*Given task A*. Copy the rows verbatim, beginning with the line containing "point: woman with" and continuing through the last line of the rows.

*Quoted passage*.

On 8 Jan, 2013, at 20:59 , magnum <john.magnum@...hmail.com> wrote:
> On 6 Jan, 2013, at 11:10 , Frank Dittrich <frank_dittrich@...mail.com> wrote:
>> On 01/06/2013 04:06 AM, magnum wrote:
>>> On 5 Jan, 2013, at 13:00 , Frank Dittrich <frank_dittrich@...mail.com> wrote:
>>>> Even if you would get incremental mode working with non-ascii
>>>> characters, the incremental mode would sooner or later generate byte
>>>> sequences which are not valid utf-8 characters.
>>>> (This shouldn't happen with Markov mode, provided you generate your
>>>> custom stats file with valid input. There's just one exception if a byte
>>>> sequence for a non-ascii character at the end of the word gets cut off
>>>> due to maximum length or maximum Markov level limits.)
>>> 
>>> I really had no idea Markov is this good with UTF-8. This is cool stuff.
>> 
>> As long as you don't have any characters which require more than 2 bytes
>> for UTF-8 encoding, Markov works really good, except for cutting off
>> byte sequences composing a single character at the end of the word.
>> If you add 3-byte characters into the mix, things get worse, because
>> then you have sequences of continuation bytes in the range 0x80-0xbf.
>> As long as there are not too many 3-byte or 4-byte characters in your
>> input, the number of invalid UFT-8 words generated will not be too bad.
>> 
>> (Once you finish the UTF-8 validity check for --markov mode used
>> together with --encoding=utf-8, --markov mode will be an almost perfect
>> fit for UTF-8 passwords.)
> 
> The current git code has full UTF-8 validation, but it made a significant performance drop. We have several alternatives:
> 
> 1. Keep it (only happens in Markov and only with --enc=utf8)

*Records supplied*.
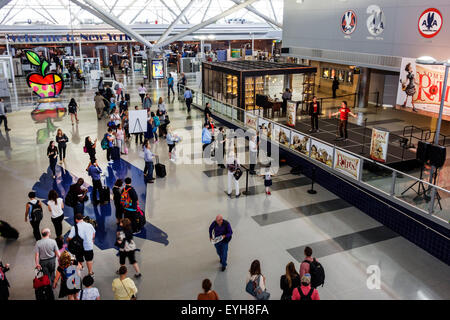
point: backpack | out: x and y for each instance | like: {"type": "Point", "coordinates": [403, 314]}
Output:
{"type": "Point", "coordinates": [308, 296]}
{"type": "Point", "coordinates": [105, 143]}
{"type": "Point", "coordinates": [75, 245]}
{"type": "Point", "coordinates": [317, 273]}
{"type": "Point", "coordinates": [36, 212]}
{"type": "Point", "coordinates": [125, 199]}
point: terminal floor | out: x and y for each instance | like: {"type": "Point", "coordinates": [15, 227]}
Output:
{"type": "Point", "coordinates": [175, 254]}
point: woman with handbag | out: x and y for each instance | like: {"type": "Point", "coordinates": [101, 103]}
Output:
{"type": "Point", "coordinates": [124, 287]}
{"type": "Point", "coordinates": [234, 171]}
{"type": "Point", "coordinates": [126, 245]}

*Given task B*. In the email thread, what effect did the full UTF-8 validation in the current git code have?

*Worked solution A*.
point: woman with handbag | out: x and y for each instance | like: {"type": "Point", "coordinates": [101, 103]}
Output:
{"type": "Point", "coordinates": [124, 287]}
{"type": "Point", "coordinates": [234, 171]}
{"type": "Point", "coordinates": [126, 245]}

*Worked solution B*. It caused a significant performance drop.